J'avance dans la voix
la garantie des jours
souriant à l'incertitude
H.B
Il a gelé toute la nuit. L'hiver semble enfin s'annoncer. Voilà bientôt une heure que je marche et j'atteins enfin cette plage disposée dans l'estuaire du fleuve, sur sa rive droite.La mer se retire depuis une heure, aspirant des volumes d'eau considérables rejeté par le fleuve à chaque mouvement de marée descendante.Quelques grosses souches et autres troncs d'arbre sont du voyage. Je les appelle des petites baleines.
Je me rends compte assez vite que le sable n'est pas assez essuyé . IL reste compact et trop dur pour réaliser une spirale, la première de l'année. Je décide donc de marcher jusqu'au ban ce sable qui se trouve à la hauteur du terminal d’embarquement des ferries. Hier j'étais sur une plage plus à l’ouest pour travailler autour des pierres de la côte et réaliser quelques cairns. Avant-hier, j'étais dans une pinède de cette même côte pour la réalisation de quelques travaux
In situ, à base de pommes de pin. Chaque jour, je me laisse inspirer par le paysage, la lumière, sans me lasser.
J'atteins le nord de la plage et je domine un peu l'estuaire sur un banc de sable,cerné par trois de ses côtés lorsque la mer est haute. A marée basse, les sables sont creusés par des filières de plusieurs mètres dans lesquels circulent de forts courants. Il n'est pas rare, l'été d'y voir quelques touristes imprudents y laisser leur vie, s'ils ont le malheur de tomber à l'eau.

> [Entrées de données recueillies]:
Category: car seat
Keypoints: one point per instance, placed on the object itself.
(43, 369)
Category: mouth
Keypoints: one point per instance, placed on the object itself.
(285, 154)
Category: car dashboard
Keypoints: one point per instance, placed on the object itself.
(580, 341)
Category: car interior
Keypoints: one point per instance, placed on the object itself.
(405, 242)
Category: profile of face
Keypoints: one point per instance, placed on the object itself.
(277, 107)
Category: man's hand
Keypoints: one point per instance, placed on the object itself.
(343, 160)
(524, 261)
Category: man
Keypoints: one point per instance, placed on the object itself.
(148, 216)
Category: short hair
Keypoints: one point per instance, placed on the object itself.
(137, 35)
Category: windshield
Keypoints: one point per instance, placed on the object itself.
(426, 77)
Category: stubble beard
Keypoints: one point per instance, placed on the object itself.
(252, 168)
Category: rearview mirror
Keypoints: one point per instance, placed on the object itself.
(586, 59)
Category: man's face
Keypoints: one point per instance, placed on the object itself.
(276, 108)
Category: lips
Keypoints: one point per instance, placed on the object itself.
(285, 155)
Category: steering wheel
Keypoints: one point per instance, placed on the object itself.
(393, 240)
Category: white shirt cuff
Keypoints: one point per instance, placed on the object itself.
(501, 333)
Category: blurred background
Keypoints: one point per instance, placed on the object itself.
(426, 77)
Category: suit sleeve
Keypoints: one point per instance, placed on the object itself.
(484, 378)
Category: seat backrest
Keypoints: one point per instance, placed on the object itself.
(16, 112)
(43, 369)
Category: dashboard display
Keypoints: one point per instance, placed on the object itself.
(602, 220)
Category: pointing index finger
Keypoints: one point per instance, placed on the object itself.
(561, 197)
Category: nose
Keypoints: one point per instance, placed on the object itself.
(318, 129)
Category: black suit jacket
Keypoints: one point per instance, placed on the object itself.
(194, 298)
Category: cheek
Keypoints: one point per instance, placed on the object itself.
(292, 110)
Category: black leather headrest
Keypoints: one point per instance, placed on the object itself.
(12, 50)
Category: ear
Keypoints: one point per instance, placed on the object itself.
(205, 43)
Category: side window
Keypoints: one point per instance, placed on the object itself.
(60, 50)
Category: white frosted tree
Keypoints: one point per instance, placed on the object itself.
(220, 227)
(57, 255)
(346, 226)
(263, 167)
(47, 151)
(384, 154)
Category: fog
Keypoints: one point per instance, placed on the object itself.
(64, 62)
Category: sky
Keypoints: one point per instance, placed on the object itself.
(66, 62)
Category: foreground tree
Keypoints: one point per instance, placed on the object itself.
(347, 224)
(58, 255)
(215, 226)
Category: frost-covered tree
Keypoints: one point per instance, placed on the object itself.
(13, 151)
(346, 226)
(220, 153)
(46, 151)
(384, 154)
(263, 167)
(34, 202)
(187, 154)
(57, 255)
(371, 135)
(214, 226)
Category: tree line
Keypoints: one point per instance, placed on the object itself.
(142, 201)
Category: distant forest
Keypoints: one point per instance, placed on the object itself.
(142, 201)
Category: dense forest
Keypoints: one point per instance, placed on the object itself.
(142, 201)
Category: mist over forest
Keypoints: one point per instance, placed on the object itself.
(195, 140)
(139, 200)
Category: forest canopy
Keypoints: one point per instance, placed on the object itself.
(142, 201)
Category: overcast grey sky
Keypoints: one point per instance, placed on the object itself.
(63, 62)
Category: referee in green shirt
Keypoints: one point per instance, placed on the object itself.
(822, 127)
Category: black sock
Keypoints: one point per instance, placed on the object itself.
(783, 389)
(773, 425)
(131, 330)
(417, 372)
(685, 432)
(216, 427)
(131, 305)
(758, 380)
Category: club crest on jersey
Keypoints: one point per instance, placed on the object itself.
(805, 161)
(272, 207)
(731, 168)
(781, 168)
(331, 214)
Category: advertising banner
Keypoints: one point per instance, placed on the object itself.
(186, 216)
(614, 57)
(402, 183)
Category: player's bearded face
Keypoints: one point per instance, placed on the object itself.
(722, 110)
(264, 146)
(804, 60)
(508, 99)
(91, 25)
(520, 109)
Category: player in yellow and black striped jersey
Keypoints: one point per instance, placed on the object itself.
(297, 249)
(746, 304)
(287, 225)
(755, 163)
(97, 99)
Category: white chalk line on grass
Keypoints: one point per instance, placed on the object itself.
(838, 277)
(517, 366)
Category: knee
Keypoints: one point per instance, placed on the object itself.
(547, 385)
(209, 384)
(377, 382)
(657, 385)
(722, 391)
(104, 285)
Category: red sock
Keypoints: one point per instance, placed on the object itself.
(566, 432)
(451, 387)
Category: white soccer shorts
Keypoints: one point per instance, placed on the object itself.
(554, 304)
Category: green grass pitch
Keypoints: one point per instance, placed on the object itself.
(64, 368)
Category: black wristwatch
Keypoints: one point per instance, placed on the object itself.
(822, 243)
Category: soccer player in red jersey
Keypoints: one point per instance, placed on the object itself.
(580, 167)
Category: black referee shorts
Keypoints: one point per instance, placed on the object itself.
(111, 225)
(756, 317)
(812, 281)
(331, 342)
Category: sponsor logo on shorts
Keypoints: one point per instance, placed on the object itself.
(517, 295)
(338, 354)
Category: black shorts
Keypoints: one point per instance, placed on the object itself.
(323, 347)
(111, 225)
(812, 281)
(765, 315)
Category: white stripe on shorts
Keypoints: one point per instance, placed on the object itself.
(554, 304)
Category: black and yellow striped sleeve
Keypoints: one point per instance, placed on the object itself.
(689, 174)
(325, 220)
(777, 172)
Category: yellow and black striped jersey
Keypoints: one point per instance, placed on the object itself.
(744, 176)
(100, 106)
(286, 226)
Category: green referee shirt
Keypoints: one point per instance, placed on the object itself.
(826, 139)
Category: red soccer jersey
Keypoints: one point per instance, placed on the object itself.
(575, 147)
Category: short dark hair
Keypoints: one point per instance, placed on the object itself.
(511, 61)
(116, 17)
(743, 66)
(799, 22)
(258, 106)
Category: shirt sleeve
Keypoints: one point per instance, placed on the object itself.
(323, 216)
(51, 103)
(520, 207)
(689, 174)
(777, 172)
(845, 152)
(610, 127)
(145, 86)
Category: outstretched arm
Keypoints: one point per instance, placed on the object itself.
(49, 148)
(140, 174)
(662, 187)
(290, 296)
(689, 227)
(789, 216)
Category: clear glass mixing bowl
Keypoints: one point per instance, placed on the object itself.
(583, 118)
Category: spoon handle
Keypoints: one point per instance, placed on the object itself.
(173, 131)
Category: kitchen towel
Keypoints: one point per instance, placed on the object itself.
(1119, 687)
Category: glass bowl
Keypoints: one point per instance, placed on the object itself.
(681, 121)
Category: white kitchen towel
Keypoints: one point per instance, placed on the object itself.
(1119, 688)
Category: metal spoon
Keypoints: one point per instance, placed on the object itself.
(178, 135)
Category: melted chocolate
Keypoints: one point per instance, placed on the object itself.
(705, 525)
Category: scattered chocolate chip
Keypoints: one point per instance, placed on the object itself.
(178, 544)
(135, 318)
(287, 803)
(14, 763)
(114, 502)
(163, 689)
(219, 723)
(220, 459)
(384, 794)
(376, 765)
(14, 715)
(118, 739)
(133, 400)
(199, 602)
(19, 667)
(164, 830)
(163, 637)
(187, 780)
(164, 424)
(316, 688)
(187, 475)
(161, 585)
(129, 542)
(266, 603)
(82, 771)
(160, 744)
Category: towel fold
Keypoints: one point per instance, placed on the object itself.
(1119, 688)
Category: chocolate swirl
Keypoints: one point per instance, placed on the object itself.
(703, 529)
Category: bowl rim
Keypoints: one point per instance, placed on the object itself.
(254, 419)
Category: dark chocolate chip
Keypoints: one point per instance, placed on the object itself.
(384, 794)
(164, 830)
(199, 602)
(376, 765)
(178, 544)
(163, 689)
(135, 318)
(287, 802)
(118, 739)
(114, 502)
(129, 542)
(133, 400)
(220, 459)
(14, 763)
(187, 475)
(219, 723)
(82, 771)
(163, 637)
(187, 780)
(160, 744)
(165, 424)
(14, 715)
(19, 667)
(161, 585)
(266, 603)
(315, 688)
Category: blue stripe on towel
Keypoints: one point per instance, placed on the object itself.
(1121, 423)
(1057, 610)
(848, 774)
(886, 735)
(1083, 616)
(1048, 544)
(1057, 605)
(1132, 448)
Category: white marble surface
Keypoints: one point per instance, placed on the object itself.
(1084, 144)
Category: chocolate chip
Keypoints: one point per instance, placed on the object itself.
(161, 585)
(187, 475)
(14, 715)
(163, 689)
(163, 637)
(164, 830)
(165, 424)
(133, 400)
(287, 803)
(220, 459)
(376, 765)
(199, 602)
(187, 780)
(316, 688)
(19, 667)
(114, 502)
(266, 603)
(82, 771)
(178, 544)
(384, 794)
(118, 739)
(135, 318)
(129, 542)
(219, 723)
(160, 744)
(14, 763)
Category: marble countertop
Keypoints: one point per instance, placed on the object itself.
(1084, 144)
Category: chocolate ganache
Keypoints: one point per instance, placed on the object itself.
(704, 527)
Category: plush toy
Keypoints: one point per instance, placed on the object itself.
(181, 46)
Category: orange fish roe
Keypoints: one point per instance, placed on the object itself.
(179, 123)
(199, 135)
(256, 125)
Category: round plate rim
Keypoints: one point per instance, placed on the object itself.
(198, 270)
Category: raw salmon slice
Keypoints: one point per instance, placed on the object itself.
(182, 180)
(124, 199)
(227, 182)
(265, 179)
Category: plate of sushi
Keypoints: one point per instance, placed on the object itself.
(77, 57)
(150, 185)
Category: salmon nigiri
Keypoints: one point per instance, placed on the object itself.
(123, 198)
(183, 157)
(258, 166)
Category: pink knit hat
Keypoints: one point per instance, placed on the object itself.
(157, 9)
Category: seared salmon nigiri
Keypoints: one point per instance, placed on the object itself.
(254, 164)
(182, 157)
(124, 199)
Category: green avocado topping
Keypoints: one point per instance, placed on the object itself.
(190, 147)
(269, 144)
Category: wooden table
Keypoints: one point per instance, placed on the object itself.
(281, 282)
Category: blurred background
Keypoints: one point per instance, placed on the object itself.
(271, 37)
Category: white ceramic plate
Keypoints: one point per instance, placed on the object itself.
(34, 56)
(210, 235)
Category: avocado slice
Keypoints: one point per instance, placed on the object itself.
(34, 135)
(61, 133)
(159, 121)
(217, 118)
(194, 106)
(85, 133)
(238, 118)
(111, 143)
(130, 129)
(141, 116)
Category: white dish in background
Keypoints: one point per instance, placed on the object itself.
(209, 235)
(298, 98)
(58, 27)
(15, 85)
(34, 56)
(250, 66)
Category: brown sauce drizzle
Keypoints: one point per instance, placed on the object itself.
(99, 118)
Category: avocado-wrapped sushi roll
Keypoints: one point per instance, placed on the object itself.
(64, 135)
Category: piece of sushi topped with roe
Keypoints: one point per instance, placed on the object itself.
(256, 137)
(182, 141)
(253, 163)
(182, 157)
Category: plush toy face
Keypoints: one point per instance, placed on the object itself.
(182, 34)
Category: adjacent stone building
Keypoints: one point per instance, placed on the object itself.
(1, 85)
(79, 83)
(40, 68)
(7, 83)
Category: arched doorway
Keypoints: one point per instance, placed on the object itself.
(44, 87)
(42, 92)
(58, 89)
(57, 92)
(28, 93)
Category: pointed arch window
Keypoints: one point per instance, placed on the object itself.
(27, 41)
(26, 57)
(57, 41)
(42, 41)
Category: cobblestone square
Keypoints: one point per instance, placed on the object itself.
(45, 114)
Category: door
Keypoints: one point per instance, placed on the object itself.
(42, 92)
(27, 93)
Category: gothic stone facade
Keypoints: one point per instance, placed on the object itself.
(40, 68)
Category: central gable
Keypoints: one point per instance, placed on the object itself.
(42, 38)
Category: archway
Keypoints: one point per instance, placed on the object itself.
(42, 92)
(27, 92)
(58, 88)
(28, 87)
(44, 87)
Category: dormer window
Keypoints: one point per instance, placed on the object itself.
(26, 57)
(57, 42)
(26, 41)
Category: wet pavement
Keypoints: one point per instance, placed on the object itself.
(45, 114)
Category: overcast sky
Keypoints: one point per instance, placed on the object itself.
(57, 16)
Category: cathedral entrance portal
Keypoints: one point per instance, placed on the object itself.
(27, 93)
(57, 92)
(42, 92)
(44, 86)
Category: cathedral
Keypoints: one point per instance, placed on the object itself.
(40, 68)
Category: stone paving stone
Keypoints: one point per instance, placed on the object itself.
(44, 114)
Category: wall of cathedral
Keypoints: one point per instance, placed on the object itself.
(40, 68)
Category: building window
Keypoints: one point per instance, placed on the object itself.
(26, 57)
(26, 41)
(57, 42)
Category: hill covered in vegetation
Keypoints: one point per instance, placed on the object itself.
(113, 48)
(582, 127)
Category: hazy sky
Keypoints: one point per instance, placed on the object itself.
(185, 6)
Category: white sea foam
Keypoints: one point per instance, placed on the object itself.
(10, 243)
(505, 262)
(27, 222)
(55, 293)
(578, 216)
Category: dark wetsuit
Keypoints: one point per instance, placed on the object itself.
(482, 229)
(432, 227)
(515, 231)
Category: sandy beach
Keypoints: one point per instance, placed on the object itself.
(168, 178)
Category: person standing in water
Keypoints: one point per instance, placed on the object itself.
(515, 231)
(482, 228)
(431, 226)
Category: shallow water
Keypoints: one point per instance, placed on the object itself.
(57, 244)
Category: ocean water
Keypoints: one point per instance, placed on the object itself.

> [CONSIGNES DE L'EXERCICE]:
A) Recopiez le passage de l'extrait allant de "J'atteins le nord" jusqu'à "tomber à l'eau.", en substituant "promeneurs" à "touristes".
B) Résumez l'extrait en trois phrases.
La liste n'a aucun lien avec l'extrait.

> [RÉPONSES PAR CONSIGNE]:
A)
J'atteins le nord de la plage et je domine un peu l'estuaire sur un banc de sable,cerné par trois de ses côtés lorsque la mer est haute. A marée basse, les sables sont creusés par des filières de plusieurs mètres dans lesquels circulent de forts courants. Il n'est pas rare, l'été d'y voir quelques promeneurs imprudents y laisser leur vie, s'ils ont le malheur de tomber à l'eau.

B) Après une nuit de gel et une heure de marche, la plage de l'estuaire est atteinte, mais le sable trop compact ne permet pas de tracer une spirale, d'où la marche jusqu'au banc de sable proche du terminal des ferries. Chaque jour, le paysage et la lumière inspirent des travaux sur place : des cairns la veille, des réalisations à base de pommes de pin l'avant-veille. Au nord de la plage, ce banc de sable domine l'estuaire, et à marée basse des filières parcourues de forts courants le creusent, où des touristes imprudents perdent parfois la vie l'été.